INSTRUCTIONS FOR THE TASK
Count the lines in the material below that contain the word "handrail", treating uppercase and lowercase as different, and reply with only that number.

** BEGIN LISTED RECORDS **

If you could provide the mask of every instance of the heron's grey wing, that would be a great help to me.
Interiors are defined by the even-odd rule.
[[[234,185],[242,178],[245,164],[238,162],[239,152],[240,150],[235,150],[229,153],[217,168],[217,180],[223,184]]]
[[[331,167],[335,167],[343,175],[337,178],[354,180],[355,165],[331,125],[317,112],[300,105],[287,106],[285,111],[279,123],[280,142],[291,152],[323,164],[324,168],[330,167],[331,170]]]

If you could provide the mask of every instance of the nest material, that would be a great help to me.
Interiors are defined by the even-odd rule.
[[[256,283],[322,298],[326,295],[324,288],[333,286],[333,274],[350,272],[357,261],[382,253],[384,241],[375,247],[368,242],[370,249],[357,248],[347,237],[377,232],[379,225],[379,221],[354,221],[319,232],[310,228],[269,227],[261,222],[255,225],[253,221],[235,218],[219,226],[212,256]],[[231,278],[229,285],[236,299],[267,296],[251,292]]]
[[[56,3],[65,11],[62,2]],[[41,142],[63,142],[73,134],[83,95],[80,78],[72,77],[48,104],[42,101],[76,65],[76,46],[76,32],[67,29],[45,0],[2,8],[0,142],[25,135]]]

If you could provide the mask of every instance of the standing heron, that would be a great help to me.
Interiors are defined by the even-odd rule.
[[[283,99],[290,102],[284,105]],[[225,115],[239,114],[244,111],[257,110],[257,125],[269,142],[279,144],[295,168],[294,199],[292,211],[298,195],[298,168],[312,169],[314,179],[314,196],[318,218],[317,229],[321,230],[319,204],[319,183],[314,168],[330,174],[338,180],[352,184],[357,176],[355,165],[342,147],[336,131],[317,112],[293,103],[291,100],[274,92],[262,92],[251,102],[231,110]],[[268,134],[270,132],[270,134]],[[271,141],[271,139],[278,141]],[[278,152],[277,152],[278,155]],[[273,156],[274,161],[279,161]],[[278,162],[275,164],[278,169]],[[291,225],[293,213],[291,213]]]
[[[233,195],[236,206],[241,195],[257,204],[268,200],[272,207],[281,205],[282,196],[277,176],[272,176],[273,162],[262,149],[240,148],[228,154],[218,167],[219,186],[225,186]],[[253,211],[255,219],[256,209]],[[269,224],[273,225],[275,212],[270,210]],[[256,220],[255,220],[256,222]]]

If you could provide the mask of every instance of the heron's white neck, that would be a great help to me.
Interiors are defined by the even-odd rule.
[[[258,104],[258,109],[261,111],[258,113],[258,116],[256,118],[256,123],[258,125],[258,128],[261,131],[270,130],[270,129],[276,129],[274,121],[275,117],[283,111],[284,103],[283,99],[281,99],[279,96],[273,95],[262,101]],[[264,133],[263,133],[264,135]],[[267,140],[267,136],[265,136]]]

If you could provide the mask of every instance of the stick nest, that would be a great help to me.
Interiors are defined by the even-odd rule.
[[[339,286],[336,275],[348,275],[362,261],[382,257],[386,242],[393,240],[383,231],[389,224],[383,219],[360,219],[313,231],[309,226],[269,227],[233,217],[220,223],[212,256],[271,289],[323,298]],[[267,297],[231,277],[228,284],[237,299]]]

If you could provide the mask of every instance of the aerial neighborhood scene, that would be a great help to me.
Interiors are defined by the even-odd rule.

** END LISTED RECORDS **
** BEGIN LISTED RECORDS **

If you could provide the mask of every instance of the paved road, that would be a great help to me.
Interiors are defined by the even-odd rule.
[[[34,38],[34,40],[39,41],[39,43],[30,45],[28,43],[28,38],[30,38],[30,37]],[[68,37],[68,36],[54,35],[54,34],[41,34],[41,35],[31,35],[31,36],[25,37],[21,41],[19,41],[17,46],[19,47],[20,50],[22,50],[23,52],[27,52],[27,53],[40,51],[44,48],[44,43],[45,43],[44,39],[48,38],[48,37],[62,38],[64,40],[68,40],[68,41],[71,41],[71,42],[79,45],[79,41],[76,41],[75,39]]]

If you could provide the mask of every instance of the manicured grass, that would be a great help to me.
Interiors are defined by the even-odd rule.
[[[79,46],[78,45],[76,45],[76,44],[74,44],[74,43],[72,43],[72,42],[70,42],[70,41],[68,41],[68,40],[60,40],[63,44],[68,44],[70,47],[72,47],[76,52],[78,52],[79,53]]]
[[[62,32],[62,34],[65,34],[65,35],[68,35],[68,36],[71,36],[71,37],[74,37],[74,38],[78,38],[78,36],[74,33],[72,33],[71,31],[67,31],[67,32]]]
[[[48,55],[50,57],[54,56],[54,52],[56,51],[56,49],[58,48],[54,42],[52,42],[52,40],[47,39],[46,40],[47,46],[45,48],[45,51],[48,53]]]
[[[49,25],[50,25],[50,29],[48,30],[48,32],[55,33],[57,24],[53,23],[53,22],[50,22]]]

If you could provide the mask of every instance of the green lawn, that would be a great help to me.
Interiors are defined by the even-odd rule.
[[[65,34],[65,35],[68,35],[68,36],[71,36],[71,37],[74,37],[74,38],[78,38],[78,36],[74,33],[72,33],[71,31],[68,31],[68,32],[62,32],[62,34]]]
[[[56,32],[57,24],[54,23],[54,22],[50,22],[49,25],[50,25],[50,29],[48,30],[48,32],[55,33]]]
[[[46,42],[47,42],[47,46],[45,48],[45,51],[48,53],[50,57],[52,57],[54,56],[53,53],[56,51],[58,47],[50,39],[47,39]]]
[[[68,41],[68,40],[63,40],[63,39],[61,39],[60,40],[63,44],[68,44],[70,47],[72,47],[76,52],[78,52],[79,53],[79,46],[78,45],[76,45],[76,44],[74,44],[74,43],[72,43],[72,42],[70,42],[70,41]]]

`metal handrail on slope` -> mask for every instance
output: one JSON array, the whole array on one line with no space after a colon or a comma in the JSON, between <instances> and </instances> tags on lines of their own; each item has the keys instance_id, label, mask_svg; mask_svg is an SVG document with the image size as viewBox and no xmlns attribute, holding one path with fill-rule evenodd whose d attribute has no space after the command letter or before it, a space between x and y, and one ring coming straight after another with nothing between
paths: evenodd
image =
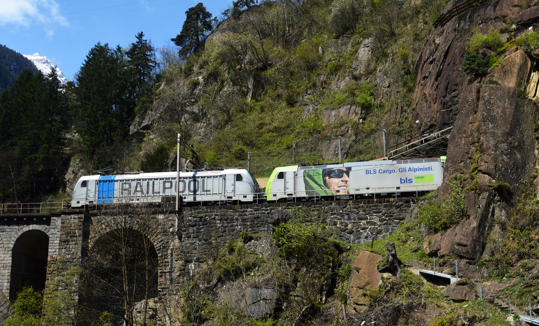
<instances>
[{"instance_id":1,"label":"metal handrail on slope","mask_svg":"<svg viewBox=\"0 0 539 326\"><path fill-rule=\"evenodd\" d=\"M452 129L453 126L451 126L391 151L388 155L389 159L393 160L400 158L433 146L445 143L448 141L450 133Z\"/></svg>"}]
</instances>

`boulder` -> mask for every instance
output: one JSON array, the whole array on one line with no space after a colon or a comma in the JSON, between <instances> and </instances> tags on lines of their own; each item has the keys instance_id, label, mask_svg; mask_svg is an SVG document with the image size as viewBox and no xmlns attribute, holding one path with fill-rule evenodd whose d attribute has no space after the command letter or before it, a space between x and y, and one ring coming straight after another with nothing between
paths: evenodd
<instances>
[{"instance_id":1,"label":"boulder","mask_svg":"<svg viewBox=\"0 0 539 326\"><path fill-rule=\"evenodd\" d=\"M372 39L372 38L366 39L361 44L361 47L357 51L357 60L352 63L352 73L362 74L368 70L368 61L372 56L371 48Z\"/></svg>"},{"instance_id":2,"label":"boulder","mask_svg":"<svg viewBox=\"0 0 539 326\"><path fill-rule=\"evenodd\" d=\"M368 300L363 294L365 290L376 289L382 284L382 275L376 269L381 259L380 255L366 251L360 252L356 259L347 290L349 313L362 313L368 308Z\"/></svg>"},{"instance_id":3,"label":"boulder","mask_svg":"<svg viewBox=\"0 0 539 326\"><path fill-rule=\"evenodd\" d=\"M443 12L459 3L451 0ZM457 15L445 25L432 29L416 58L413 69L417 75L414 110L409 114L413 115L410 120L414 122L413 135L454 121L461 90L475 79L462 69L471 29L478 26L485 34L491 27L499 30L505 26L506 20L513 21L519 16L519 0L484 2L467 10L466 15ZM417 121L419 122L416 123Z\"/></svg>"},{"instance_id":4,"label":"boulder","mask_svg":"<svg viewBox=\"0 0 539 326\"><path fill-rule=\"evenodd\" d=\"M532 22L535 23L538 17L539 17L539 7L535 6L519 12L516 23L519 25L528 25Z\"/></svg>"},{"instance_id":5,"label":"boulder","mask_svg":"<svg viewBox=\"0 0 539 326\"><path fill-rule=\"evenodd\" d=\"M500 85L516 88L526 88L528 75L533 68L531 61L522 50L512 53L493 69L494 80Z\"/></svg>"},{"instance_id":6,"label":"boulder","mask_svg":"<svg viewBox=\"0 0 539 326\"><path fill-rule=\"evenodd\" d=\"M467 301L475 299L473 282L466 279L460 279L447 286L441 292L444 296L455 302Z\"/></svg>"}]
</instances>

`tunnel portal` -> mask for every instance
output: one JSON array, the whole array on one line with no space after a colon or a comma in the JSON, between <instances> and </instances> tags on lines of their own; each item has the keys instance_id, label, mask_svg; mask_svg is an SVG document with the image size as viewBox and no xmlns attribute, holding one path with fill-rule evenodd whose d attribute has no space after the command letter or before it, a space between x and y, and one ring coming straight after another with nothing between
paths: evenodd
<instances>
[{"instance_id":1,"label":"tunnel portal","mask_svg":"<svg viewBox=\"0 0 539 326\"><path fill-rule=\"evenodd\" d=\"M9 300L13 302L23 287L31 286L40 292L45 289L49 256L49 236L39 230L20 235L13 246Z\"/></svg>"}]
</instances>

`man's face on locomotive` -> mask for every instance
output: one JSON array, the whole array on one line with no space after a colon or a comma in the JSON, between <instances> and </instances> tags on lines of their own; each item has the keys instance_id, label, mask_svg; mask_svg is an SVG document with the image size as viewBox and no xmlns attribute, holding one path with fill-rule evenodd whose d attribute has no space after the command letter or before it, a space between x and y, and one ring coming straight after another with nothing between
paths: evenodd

** END LISTED RECORDS **

THE REPLY
2